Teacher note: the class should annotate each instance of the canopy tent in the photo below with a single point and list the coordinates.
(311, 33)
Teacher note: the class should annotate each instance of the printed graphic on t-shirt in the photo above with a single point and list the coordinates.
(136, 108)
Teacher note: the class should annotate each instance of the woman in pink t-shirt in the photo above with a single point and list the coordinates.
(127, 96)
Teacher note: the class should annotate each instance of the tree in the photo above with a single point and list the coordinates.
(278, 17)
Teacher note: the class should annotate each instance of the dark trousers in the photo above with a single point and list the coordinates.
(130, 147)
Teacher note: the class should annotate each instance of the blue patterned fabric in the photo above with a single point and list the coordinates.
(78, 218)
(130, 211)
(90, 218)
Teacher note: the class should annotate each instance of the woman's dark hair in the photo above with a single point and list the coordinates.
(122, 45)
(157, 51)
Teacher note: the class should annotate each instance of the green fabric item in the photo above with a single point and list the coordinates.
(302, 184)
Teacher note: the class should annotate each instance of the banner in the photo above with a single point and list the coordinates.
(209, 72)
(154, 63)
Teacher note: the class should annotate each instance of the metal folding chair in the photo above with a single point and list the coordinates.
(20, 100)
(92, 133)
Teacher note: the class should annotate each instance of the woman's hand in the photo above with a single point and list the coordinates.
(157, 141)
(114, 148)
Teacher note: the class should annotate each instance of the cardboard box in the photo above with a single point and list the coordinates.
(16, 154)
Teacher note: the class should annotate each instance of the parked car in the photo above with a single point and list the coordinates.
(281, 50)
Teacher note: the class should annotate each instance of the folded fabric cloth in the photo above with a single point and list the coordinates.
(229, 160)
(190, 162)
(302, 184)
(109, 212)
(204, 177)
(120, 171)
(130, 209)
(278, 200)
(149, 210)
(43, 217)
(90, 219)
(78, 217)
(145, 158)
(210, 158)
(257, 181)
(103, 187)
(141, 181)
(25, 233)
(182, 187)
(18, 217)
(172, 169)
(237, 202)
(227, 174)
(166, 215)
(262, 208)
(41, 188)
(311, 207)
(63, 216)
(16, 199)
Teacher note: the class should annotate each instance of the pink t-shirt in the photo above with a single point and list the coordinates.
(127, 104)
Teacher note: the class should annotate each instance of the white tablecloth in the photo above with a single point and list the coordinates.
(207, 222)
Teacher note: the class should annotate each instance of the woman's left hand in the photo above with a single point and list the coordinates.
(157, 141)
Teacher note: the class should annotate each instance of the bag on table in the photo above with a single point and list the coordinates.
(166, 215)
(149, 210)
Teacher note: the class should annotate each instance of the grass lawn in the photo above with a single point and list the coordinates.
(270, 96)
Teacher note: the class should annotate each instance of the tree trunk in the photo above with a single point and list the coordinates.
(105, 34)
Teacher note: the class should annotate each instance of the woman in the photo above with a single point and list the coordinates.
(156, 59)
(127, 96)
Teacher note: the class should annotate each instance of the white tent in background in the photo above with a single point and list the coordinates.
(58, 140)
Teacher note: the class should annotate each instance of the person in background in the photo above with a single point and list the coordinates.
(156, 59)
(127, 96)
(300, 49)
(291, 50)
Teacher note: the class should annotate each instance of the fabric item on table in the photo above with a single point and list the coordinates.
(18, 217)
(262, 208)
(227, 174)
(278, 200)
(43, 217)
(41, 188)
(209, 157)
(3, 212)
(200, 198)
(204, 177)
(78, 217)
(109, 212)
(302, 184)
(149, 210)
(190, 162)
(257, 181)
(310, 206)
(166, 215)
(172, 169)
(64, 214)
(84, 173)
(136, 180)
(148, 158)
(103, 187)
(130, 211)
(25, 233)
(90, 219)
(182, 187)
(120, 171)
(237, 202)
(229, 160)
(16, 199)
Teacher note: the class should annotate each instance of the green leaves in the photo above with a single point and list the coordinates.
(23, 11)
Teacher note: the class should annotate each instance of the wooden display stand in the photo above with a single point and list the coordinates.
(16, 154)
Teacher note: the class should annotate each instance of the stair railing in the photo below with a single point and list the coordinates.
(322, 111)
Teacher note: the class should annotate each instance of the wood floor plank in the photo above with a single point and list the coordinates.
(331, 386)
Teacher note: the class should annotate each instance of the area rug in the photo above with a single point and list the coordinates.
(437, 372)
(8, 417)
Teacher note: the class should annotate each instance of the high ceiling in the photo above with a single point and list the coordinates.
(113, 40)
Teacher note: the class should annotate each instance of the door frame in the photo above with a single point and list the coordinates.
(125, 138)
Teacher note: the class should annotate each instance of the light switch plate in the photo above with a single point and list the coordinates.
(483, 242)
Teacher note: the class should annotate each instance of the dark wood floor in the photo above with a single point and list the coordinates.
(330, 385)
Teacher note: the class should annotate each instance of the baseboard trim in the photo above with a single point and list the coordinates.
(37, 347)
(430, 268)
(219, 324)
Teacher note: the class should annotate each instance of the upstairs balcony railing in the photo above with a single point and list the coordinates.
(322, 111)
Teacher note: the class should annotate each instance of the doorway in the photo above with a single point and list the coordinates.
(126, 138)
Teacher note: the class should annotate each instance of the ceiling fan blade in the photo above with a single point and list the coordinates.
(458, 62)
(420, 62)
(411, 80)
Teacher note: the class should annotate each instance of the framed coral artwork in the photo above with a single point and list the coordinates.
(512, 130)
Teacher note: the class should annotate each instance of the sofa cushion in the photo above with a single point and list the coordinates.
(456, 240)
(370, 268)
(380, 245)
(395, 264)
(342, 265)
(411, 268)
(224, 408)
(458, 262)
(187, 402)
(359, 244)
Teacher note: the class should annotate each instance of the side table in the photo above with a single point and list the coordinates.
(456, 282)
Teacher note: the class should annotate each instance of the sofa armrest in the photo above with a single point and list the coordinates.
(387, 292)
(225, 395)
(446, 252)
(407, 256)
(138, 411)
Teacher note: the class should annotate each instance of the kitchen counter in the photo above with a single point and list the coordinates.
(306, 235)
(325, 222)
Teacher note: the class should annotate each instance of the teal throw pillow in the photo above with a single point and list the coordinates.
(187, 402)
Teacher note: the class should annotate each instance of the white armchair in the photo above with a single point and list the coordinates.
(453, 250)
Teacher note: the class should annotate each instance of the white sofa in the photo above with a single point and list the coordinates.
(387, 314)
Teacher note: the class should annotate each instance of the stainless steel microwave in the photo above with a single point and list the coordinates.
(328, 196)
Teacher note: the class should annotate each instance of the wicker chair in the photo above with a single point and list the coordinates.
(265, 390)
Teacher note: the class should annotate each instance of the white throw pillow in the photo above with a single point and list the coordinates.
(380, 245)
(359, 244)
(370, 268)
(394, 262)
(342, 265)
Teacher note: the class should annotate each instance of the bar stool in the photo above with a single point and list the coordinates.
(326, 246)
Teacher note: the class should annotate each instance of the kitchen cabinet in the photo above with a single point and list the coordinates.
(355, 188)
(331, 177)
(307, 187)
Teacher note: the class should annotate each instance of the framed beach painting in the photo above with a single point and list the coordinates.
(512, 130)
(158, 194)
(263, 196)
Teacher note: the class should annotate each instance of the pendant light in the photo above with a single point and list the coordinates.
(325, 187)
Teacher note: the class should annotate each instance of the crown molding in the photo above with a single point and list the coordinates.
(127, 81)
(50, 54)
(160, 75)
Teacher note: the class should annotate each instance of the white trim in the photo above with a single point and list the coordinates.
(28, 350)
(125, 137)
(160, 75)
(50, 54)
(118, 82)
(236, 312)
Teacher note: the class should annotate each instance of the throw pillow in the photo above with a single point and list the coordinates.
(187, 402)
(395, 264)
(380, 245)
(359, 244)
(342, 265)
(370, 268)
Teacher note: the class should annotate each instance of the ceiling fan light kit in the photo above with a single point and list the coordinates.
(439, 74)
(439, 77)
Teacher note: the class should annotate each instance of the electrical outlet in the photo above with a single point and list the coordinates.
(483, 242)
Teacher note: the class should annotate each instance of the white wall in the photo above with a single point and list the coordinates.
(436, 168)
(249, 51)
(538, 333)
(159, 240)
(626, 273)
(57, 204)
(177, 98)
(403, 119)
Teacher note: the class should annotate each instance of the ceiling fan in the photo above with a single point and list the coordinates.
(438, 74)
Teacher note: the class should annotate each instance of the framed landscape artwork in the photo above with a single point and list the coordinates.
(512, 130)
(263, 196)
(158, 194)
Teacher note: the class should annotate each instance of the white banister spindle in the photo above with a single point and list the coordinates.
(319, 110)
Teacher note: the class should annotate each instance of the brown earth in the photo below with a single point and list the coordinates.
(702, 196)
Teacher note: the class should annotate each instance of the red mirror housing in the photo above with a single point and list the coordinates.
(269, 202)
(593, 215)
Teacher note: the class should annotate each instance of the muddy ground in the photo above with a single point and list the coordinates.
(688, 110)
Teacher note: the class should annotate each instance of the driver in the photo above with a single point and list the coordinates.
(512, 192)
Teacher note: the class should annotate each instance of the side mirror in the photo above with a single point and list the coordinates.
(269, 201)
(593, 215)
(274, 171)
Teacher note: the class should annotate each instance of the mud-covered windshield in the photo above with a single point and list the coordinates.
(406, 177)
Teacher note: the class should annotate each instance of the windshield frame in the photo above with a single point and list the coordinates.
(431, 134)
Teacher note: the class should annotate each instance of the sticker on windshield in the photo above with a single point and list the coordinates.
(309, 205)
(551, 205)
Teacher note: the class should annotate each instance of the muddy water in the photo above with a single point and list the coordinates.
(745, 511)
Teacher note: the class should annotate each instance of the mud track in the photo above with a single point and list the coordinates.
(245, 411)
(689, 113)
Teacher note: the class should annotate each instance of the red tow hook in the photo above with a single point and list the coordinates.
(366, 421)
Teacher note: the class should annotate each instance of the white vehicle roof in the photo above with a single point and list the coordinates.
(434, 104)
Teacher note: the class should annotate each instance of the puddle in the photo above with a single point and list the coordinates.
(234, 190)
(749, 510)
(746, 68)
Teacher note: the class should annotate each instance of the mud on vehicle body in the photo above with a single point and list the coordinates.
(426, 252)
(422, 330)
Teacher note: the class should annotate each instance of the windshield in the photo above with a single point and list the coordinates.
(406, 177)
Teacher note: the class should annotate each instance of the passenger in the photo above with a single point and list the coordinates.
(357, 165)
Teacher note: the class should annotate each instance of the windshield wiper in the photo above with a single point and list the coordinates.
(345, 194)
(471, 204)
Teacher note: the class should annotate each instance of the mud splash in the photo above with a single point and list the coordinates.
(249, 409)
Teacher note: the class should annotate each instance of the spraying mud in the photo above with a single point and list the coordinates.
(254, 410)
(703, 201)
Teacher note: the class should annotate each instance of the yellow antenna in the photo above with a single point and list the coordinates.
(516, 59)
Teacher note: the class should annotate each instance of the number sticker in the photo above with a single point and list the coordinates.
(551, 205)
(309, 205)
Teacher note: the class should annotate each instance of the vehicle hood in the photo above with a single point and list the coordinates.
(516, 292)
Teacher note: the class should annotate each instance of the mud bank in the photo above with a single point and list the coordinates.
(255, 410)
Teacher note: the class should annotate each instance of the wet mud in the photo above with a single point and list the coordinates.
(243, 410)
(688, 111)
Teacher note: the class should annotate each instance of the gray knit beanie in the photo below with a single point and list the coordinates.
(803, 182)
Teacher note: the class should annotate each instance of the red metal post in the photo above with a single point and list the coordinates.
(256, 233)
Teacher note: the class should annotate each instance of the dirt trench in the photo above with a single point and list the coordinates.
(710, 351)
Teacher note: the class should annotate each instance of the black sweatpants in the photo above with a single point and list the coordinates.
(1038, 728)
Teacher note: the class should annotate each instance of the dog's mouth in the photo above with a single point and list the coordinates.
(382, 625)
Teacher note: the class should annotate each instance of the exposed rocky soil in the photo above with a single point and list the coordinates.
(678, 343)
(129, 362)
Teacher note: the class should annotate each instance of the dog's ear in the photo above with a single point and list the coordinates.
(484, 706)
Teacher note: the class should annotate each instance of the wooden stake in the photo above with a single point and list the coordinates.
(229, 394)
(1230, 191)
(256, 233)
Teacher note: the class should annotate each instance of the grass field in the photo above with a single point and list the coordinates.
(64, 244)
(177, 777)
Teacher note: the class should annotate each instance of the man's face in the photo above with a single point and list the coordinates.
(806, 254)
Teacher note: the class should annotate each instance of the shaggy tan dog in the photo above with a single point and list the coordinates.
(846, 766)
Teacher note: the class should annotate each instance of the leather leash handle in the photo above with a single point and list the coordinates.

:::::

■ Activity
Beginning with the line that contains "the wooden stake", repeat every line through the end of the records and nothing more.

■ Written response
Teacher note: the class should annotate each instance of the wooden stake in the photo above with a single point and list the coordinates.
(229, 394)
(1230, 191)
(256, 233)
Teacher note: the class should annotate each instance of the grass field in the photo above with a single point and list the coordinates.
(64, 244)
(177, 777)
Teacher note: the class should annotate each instance of the man's face in the photo above with a single point and list the coordinates.
(806, 254)
Teacher note: the class should annotate each instance of the shaggy tan dog in the photo above with a single point and list the coordinates.
(846, 766)
Teacher note: the class should annotate each instance of the leather leash handle in the photo above with a single point and list the coordinates.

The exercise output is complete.